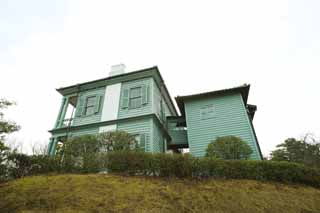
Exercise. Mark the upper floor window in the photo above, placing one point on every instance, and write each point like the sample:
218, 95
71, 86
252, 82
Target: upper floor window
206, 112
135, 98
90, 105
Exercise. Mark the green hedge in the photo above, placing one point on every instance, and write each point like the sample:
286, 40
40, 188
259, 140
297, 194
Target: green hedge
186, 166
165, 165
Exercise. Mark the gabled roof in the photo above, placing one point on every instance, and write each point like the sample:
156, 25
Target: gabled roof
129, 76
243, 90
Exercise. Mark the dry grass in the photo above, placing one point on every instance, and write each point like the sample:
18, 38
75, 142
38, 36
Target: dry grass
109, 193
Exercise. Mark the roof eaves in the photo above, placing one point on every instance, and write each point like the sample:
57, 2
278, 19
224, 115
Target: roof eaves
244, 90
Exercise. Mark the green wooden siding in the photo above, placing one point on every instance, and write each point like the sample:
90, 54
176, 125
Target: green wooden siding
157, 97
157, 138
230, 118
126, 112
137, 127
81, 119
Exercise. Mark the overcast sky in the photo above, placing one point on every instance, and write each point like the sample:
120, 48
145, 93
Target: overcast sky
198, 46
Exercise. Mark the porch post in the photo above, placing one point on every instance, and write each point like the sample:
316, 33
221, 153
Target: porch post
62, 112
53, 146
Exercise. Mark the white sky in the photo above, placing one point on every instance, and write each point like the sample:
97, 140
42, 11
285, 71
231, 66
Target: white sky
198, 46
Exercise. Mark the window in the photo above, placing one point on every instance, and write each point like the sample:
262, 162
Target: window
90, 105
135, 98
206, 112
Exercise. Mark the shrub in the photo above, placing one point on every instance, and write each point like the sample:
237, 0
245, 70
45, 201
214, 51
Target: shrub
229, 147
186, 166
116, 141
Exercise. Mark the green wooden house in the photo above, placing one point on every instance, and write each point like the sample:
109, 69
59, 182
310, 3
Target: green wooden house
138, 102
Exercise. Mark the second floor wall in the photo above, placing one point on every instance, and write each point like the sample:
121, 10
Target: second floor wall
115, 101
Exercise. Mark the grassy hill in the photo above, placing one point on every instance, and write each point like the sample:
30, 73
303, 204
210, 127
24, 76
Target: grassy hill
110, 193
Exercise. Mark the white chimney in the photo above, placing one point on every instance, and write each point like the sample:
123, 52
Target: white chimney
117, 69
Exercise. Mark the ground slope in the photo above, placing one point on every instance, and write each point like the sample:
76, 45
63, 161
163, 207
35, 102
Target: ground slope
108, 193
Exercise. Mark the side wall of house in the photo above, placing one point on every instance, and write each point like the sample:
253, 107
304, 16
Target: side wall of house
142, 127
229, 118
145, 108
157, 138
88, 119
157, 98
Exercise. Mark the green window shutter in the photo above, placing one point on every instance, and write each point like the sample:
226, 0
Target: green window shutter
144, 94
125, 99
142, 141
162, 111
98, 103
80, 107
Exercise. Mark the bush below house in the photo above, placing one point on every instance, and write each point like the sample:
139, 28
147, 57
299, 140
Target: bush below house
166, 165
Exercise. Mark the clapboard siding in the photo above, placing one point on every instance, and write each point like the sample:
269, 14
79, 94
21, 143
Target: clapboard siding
──────────
Goal: Quote all of the material above word for word, from its first line to its last, and leave out the pictures.

Solution to this exercise:
Exercise. Mark the upper floor window in the photo above, placing one point on every instance, and write each point like the sample:
218, 95
71, 86
252, 82
Target: upper floor window
206, 112
135, 98
90, 105
Exercise. Mark the green hedge in the photo above, placing one point on every instance, and write each point like the sample:
286, 40
40, 188
259, 140
297, 194
Target: green hedge
186, 166
165, 165
Exercise. Mark the gabled roof in the photo above, placing one point on every instance, and write each point like the sample:
156, 25
Target: gabled roof
129, 76
243, 90
Exercise. Mark the dry grass in the photo above, placing one point on every instance, and write each point like the sample:
18, 38
75, 142
38, 36
Target: dry grass
109, 193
Exercise. Mark the roof eaves in the photo above, placing one point on every instance, and write each point like the sample:
57, 2
278, 19
224, 115
Target: roof eaves
244, 90
Exercise. Mark the green wooden siding in the photo above, placing one point on every instance, and write each point like the sample:
90, 54
176, 125
Target: green wooden siding
157, 97
157, 138
230, 118
126, 112
137, 127
81, 119
Exercise. Mark the overcast sky in the photo above, placing one point on every instance, and write each point like the sample:
120, 48
145, 93
Target: overcast sky
198, 46
Exercise. Mark the porch post in the photo above, placing one point on every instance, and write each point like the sample:
316, 33
221, 153
Target: porch post
62, 112
53, 146
Exercise. Mark the white sky in the photo above, placing one point on every instance, and write each point like the sample:
97, 140
42, 11
285, 71
231, 66
Target: white sky
198, 46
Exercise. Mark the window in the photo above, placing one point on every instance, and write each point like the sample:
262, 162
Target: window
90, 105
135, 98
206, 112
Exercise. Mark the shrub in the photo above, placing one point on every instance, and write each point like the sample:
237, 0
245, 70
45, 201
214, 51
Target: shrub
229, 147
186, 166
116, 141
Exercise. Mark the green wooden house in the photo above, placing one point on every instance, and write each point like the sample:
109, 69
59, 182
310, 3
Target: green wooden house
138, 102
Exercise. Mark the second floor wall in the photo above, placing one point on every instance, and write each point like the sample:
121, 10
Target: second floor wall
115, 101
Exercise. Mark the grassy hill in the photo above, placing one point on every instance, and write each point like the sample:
30, 73
303, 204
210, 127
24, 76
Target: grassy hill
110, 193
Exercise. Mark the white chimney in the photo above, placing one point on every instance, and write each point like the sample:
123, 52
Target: white chimney
117, 69
Exercise. Mark the ground slope in the photo above, placing one point on every instance, and write each point like the sample:
76, 45
63, 161
163, 207
35, 102
Target: ground slope
108, 193
Exercise. Mark the side wall of house in the photo above, placing one point on every instance, and write each point like the sample:
253, 107
304, 16
Target: side wall of house
142, 127
229, 118
145, 108
157, 138
88, 119
157, 98
Exercise. Mark the green window shutter in the photo above, placing one point on every instance, and write each point like the sample:
226, 0
Target: green window shutter
144, 94
125, 99
142, 141
162, 111
98, 103
80, 107
Exercise. Mark the bush below house in the photo above, placing one point on every instance, and write each point like the sample:
139, 28
147, 57
299, 140
Target: bush below house
166, 165
Exercise. Mark the clapboard siding in the photo above, placing one point on every instance, and write each point like the sample:
269, 14
79, 94
21, 143
Target: clapboard siding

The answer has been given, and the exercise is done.